- **Work item**:
Which lines run from the one containing "Target: tree canopy" to the end of the records? Write them out exactly, both ends included, and nothing else.
══ Data listing ══
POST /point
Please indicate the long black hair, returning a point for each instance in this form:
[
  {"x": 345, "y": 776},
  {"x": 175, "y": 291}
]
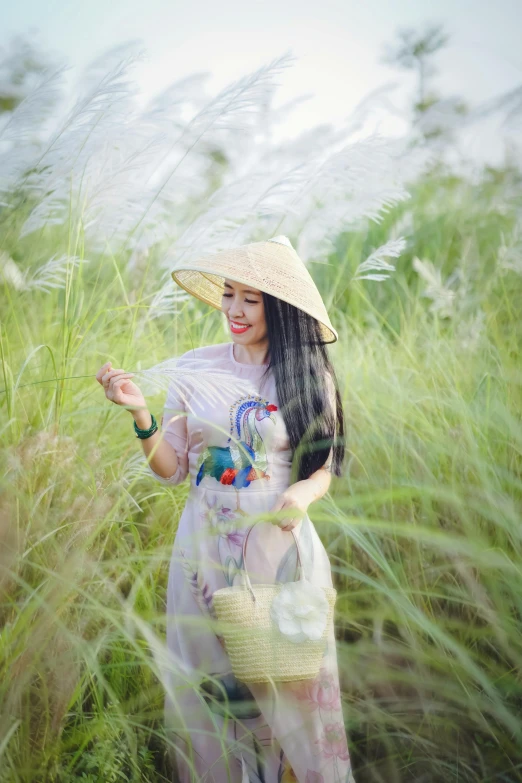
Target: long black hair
[{"x": 306, "y": 387}]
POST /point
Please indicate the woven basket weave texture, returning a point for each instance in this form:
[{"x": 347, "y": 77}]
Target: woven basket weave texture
[{"x": 258, "y": 651}]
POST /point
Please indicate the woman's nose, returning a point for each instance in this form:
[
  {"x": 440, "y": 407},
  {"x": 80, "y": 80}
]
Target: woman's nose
[{"x": 236, "y": 309}]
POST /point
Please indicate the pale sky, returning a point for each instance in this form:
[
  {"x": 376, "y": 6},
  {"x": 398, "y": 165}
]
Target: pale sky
[{"x": 337, "y": 44}]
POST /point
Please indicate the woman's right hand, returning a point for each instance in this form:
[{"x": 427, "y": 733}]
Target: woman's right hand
[{"x": 119, "y": 388}]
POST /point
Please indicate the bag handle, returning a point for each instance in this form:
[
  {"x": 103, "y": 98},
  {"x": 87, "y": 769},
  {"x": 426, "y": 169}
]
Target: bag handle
[{"x": 247, "y": 578}]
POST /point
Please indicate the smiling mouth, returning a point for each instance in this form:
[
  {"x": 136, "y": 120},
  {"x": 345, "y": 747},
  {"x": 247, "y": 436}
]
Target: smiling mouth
[{"x": 238, "y": 328}]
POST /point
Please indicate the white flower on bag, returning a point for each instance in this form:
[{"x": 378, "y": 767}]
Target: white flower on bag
[{"x": 300, "y": 611}]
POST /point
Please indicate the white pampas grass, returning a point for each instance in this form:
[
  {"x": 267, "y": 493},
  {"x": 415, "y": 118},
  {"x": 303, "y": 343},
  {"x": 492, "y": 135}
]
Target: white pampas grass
[
  {"x": 439, "y": 291},
  {"x": 54, "y": 273},
  {"x": 183, "y": 375},
  {"x": 375, "y": 267}
]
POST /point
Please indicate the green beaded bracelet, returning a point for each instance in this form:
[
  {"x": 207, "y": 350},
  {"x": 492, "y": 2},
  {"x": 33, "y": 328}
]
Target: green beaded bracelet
[{"x": 143, "y": 434}]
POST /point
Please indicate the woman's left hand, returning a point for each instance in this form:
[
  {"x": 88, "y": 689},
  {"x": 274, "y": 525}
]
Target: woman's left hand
[{"x": 296, "y": 499}]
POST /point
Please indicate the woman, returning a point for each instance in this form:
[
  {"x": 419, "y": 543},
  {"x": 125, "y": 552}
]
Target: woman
[{"x": 291, "y": 429}]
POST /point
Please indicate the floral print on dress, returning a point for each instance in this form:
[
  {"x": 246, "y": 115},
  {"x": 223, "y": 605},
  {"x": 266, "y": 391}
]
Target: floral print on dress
[{"x": 244, "y": 458}]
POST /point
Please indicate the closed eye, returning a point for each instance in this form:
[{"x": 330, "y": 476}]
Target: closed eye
[{"x": 248, "y": 301}]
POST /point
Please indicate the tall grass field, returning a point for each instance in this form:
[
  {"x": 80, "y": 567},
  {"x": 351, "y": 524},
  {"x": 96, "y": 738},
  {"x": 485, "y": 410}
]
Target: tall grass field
[{"x": 421, "y": 270}]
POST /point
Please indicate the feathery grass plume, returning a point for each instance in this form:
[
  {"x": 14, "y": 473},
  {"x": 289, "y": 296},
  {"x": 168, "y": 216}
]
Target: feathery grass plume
[
  {"x": 54, "y": 273},
  {"x": 11, "y": 273},
  {"x": 214, "y": 385},
  {"x": 166, "y": 301},
  {"x": 360, "y": 181},
  {"x": 441, "y": 295},
  {"x": 375, "y": 262}
]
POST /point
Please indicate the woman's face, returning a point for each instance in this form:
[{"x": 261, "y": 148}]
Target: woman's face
[{"x": 245, "y": 312}]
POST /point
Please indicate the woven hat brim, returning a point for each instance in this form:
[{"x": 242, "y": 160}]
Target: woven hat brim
[{"x": 202, "y": 281}]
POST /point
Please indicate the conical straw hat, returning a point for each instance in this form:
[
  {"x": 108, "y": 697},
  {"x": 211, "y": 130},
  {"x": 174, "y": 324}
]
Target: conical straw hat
[{"x": 272, "y": 266}]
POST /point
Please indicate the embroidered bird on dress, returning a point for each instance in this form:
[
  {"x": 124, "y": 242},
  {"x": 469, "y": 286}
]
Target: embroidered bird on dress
[{"x": 244, "y": 461}]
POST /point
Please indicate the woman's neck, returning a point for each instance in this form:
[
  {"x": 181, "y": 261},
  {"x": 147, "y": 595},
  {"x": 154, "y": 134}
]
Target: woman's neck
[{"x": 250, "y": 354}]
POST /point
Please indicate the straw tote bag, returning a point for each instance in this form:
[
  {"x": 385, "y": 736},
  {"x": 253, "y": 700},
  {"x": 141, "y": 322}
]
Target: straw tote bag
[{"x": 275, "y": 632}]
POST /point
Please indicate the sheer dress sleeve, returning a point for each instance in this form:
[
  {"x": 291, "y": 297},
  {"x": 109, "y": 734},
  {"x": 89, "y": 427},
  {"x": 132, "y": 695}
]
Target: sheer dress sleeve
[{"x": 174, "y": 428}]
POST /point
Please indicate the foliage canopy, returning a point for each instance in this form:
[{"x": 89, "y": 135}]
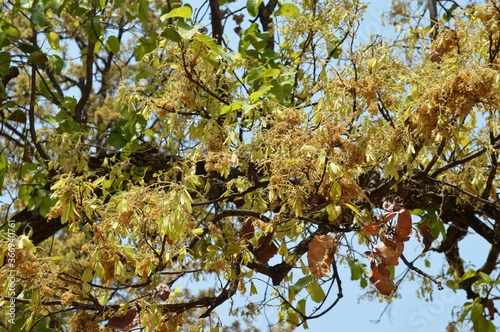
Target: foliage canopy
[{"x": 150, "y": 145}]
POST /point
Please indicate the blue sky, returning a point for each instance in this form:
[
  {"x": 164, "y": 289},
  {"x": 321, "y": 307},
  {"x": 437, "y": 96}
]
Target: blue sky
[{"x": 407, "y": 313}]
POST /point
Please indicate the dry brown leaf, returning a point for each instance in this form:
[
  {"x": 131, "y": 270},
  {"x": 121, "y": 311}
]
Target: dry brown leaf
[
  {"x": 388, "y": 216},
  {"x": 427, "y": 237},
  {"x": 392, "y": 204},
  {"x": 372, "y": 229},
  {"x": 125, "y": 322},
  {"x": 403, "y": 227},
  {"x": 388, "y": 255},
  {"x": 265, "y": 251},
  {"x": 380, "y": 277},
  {"x": 320, "y": 255}
]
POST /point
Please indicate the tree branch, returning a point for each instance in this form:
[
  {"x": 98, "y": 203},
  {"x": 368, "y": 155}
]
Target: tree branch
[{"x": 89, "y": 62}]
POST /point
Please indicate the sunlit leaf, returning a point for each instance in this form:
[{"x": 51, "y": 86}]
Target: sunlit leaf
[{"x": 182, "y": 12}]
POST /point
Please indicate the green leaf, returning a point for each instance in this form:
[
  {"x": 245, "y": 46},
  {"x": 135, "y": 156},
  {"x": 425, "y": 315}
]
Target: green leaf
[
  {"x": 93, "y": 28},
  {"x": 46, "y": 204},
  {"x": 353, "y": 208},
  {"x": 56, "y": 63},
  {"x": 37, "y": 58},
  {"x": 234, "y": 106},
  {"x": 258, "y": 74},
  {"x": 171, "y": 34},
  {"x": 18, "y": 116},
  {"x": 182, "y": 12},
  {"x": 254, "y": 97},
  {"x": 38, "y": 14},
  {"x": 4, "y": 63},
  {"x": 117, "y": 140},
  {"x": 26, "y": 4},
  {"x": 253, "y": 7},
  {"x": 288, "y": 10},
  {"x": 333, "y": 211},
  {"x": 113, "y": 44},
  {"x": 186, "y": 31},
  {"x": 53, "y": 39}
]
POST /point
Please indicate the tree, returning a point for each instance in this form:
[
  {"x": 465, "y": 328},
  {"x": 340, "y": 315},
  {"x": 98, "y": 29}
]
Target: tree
[{"x": 236, "y": 143}]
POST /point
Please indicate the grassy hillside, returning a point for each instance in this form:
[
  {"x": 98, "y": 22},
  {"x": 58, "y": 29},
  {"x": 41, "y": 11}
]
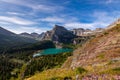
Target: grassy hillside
[{"x": 12, "y": 60}]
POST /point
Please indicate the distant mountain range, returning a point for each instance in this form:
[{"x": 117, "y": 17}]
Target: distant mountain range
[{"x": 10, "y": 39}]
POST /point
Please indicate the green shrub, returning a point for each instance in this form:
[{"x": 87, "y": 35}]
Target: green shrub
[
  {"x": 80, "y": 70},
  {"x": 67, "y": 78},
  {"x": 55, "y": 78}
]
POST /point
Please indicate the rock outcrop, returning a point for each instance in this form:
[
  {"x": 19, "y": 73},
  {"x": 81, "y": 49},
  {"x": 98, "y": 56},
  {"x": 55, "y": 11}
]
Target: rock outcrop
[{"x": 100, "y": 50}]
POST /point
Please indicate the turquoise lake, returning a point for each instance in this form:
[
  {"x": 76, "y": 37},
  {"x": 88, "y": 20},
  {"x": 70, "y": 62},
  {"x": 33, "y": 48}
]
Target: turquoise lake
[{"x": 52, "y": 51}]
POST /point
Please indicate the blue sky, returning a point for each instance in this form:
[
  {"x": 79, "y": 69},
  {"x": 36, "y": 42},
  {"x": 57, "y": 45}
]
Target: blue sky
[{"x": 41, "y": 15}]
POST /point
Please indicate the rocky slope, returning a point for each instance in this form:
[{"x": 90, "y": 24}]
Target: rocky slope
[
  {"x": 8, "y": 38},
  {"x": 103, "y": 48}
]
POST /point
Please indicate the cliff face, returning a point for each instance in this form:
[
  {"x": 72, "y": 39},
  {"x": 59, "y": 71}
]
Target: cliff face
[
  {"x": 104, "y": 48},
  {"x": 59, "y": 35}
]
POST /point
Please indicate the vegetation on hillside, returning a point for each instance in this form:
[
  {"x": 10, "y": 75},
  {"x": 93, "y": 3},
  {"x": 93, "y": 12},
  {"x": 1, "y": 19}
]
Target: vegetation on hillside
[{"x": 14, "y": 58}]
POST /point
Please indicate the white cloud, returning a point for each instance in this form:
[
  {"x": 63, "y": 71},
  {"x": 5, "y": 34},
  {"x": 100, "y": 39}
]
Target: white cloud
[
  {"x": 16, "y": 13},
  {"x": 21, "y": 29},
  {"x": 53, "y": 19},
  {"x": 35, "y": 7},
  {"x": 16, "y": 20}
]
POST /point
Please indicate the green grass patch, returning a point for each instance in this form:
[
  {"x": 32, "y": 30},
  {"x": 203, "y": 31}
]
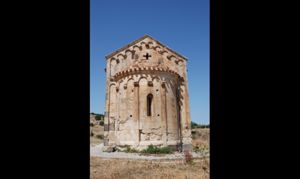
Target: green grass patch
[{"x": 157, "y": 150}]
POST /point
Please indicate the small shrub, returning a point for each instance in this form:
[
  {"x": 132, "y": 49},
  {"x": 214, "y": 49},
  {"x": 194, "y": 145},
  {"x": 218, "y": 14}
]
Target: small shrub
[
  {"x": 188, "y": 158},
  {"x": 99, "y": 117},
  {"x": 130, "y": 150},
  {"x": 99, "y": 136},
  {"x": 156, "y": 150}
]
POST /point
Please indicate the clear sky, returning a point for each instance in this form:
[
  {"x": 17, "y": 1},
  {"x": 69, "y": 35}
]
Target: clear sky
[{"x": 182, "y": 25}]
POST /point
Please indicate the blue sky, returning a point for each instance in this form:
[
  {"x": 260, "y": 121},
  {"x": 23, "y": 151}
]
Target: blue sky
[{"x": 182, "y": 25}]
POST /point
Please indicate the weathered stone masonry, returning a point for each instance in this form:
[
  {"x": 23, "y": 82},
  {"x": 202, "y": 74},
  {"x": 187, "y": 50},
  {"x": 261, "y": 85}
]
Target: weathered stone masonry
[{"x": 147, "y": 99}]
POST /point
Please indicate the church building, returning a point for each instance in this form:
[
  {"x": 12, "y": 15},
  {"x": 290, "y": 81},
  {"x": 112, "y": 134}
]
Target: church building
[{"x": 147, "y": 99}]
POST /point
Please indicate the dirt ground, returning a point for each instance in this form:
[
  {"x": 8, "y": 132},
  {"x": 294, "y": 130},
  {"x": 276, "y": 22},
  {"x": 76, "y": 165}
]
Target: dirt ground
[
  {"x": 135, "y": 169},
  {"x": 101, "y": 168}
]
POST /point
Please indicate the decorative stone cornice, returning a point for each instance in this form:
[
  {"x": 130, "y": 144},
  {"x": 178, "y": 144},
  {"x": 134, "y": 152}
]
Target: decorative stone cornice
[{"x": 137, "y": 70}]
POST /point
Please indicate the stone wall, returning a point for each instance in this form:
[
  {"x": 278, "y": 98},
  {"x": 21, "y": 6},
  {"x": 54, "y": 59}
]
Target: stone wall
[{"x": 131, "y": 77}]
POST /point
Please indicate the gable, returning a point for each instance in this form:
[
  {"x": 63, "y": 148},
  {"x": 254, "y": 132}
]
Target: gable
[{"x": 145, "y": 42}]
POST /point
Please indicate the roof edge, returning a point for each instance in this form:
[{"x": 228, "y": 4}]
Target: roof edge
[{"x": 140, "y": 39}]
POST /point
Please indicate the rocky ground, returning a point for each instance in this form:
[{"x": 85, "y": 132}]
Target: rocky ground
[{"x": 135, "y": 165}]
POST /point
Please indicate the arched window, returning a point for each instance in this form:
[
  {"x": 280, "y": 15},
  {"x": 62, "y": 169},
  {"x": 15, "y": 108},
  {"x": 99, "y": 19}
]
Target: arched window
[{"x": 149, "y": 104}]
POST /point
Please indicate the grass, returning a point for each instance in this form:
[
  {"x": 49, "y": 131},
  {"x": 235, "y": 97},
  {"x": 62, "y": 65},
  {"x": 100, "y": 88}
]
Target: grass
[
  {"x": 99, "y": 136},
  {"x": 156, "y": 150},
  {"x": 128, "y": 169}
]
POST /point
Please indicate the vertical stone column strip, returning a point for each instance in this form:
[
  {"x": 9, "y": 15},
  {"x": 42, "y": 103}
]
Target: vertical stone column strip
[
  {"x": 186, "y": 123},
  {"x": 164, "y": 112},
  {"x": 136, "y": 112},
  {"x": 107, "y": 101}
]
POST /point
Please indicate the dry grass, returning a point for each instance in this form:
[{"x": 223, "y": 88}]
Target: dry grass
[
  {"x": 136, "y": 169},
  {"x": 97, "y": 130},
  {"x": 200, "y": 138}
]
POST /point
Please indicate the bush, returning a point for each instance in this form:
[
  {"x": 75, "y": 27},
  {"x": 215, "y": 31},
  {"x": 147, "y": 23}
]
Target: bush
[
  {"x": 188, "y": 158},
  {"x": 130, "y": 150},
  {"x": 99, "y": 136},
  {"x": 195, "y": 125},
  {"x": 156, "y": 150},
  {"x": 99, "y": 117}
]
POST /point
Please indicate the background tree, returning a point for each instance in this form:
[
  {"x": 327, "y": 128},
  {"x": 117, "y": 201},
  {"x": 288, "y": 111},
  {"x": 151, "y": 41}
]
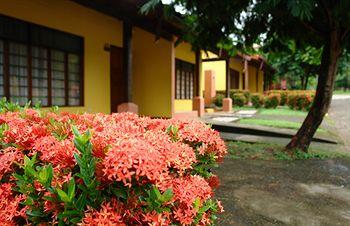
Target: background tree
[
  {"x": 236, "y": 24},
  {"x": 296, "y": 64},
  {"x": 342, "y": 81}
]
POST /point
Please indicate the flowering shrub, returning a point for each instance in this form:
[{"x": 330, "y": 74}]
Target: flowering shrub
[
  {"x": 300, "y": 102},
  {"x": 272, "y": 100},
  {"x": 98, "y": 169},
  {"x": 239, "y": 100},
  {"x": 257, "y": 100},
  {"x": 218, "y": 99}
]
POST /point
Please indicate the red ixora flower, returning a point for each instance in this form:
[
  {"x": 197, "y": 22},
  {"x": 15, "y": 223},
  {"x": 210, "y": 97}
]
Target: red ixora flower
[
  {"x": 10, "y": 205},
  {"x": 110, "y": 213},
  {"x": 59, "y": 153},
  {"x": 132, "y": 153},
  {"x": 8, "y": 156}
]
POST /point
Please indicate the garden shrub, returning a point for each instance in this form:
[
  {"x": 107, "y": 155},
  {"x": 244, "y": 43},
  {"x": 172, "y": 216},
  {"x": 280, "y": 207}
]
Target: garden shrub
[
  {"x": 292, "y": 101},
  {"x": 99, "y": 169},
  {"x": 300, "y": 102},
  {"x": 303, "y": 102},
  {"x": 284, "y": 98},
  {"x": 218, "y": 99},
  {"x": 247, "y": 96},
  {"x": 272, "y": 101},
  {"x": 287, "y": 95},
  {"x": 257, "y": 100},
  {"x": 238, "y": 100}
]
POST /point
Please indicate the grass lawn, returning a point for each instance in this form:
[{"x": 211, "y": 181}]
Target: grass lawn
[
  {"x": 236, "y": 108},
  {"x": 274, "y": 123},
  {"x": 282, "y": 111},
  {"x": 264, "y": 151},
  {"x": 341, "y": 92}
]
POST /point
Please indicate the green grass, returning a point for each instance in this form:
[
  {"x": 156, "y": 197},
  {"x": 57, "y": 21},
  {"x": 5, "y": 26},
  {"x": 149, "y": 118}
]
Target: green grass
[
  {"x": 275, "y": 123},
  {"x": 264, "y": 151},
  {"x": 341, "y": 92},
  {"x": 271, "y": 123},
  {"x": 236, "y": 108},
  {"x": 283, "y": 111}
]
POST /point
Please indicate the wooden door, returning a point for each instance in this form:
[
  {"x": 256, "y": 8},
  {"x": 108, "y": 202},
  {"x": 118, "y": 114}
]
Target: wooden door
[
  {"x": 118, "y": 81},
  {"x": 234, "y": 79}
]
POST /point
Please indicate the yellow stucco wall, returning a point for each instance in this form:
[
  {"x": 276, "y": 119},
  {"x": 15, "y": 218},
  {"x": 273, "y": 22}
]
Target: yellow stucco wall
[
  {"x": 184, "y": 52},
  {"x": 252, "y": 79},
  {"x": 153, "y": 68},
  {"x": 219, "y": 67},
  {"x": 237, "y": 65},
  {"x": 97, "y": 30},
  {"x": 256, "y": 86}
]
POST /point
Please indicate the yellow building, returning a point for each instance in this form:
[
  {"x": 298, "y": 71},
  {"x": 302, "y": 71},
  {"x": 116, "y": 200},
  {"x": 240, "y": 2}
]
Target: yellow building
[{"x": 101, "y": 56}]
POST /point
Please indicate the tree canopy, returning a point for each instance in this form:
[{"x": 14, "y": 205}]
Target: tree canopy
[{"x": 236, "y": 24}]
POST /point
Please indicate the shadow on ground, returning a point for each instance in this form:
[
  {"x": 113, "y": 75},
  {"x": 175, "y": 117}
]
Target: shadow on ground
[{"x": 310, "y": 192}]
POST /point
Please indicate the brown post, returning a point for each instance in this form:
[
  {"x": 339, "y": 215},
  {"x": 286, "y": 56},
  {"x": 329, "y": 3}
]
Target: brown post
[
  {"x": 246, "y": 74},
  {"x": 127, "y": 58},
  {"x": 127, "y": 106},
  {"x": 228, "y": 77},
  {"x": 227, "y": 102},
  {"x": 198, "y": 70},
  {"x": 198, "y": 100}
]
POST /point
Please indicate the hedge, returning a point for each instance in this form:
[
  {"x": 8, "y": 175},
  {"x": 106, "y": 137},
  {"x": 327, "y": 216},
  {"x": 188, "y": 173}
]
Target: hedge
[
  {"x": 99, "y": 169},
  {"x": 257, "y": 100}
]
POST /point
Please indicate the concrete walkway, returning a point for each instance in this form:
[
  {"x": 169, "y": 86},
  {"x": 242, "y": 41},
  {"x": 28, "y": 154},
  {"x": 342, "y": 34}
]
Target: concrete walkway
[
  {"x": 340, "y": 113},
  {"x": 311, "y": 192}
]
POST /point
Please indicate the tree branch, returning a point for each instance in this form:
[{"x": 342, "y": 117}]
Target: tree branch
[{"x": 311, "y": 28}]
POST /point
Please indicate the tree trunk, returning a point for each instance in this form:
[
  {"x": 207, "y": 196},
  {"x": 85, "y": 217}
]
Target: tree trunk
[
  {"x": 302, "y": 81},
  {"x": 330, "y": 56}
]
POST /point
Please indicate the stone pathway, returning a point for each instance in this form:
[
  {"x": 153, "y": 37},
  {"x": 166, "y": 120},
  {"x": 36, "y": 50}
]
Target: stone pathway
[
  {"x": 340, "y": 113},
  {"x": 311, "y": 192},
  {"x": 228, "y": 117}
]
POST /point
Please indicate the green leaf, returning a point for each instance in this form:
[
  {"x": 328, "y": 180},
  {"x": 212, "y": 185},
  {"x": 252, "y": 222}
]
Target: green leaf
[
  {"x": 149, "y": 6},
  {"x": 168, "y": 195},
  {"x": 196, "y": 204},
  {"x": 63, "y": 196},
  {"x": 71, "y": 189}
]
═══
- **Solution**:
Target: tree canopy
[{"x": 236, "y": 24}]
POST /point
Please indicate the shadow on ground, returning a point for each instance in this form:
[
  {"x": 113, "y": 75},
  {"x": 175, "y": 117}
]
Target: shadow on ground
[{"x": 310, "y": 192}]
POST /point
Please indicate the brown post, returning a point for each instance in this form:
[
  {"x": 339, "y": 215},
  {"x": 286, "y": 56},
  {"x": 329, "y": 3}
]
Target: brown post
[
  {"x": 246, "y": 74},
  {"x": 127, "y": 58},
  {"x": 127, "y": 106},
  {"x": 228, "y": 77},
  {"x": 227, "y": 102},
  {"x": 198, "y": 70},
  {"x": 198, "y": 100}
]
POST /point
Please indicate the hedge, returning a point for each instance in this form:
[
  {"x": 8, "y": 175},
  {"x": 106, "y": 137},
  {"x": 327, "y": 216},
  {"x": 188, "y": 173}
]
Target: hedge
[
  {"x": 99, "y": 169},
  {"x": 257, "y": 100}
]
POST /point
Please indicate the concrete walkway, returning a point for each instance in this form:
[
  {"x": 169, "y": 86},
  {"x": 242, "y": 41},
  {"x": 28, "y": 154},
  {"x": 342, "y": 34}
]
Target: concrete walkway
[
  {"x": 340, "y": 113},
  {"x": 311, "y": 192}
]
POST /point
Please indicate the tree branch, returning a point for each instance in this form:
[{"x": 342, "y": 117}]
Target: tree branch
[{"x": 311, "y": 28}]
POST /point
Please indicate the tree trunk, returning a point for each instance in this form:
[
  {"x": 207, "y": 196},
  {"x": 85, "y": 217}
]
Target: tree trunk
[
  {"x": 302, "y": 81},
  {"x": 330, "y": 56}
]
POST /point
Please indicate the stone pathway, returning a point for each instance in this form:
[
  {"x": 153, "y": 37},
  {"x": 166, "y": 120},
  {"x": 36, "y": 50}
]
Target: stone pathway
[
  {"x": 340, "y": 113},
  {"x": 311, "y": 192},
  {"x": 228, "y": 117}
]
POST /point
Please indicate the green leaf, returning a point for each instance in this form:
[
  {"x": 328, "y": 180},
  {"x": 212, "y": 185},
  {"x": 252, "y": 222}
]
Target: green leaf
[
  {"x": 149, "y": 6},
  {"x": 168, "y": 195},
  {"x": 196, "y": 204},
  {"x": 63, "y": 196},
  {"x": 71, "y": 189}
]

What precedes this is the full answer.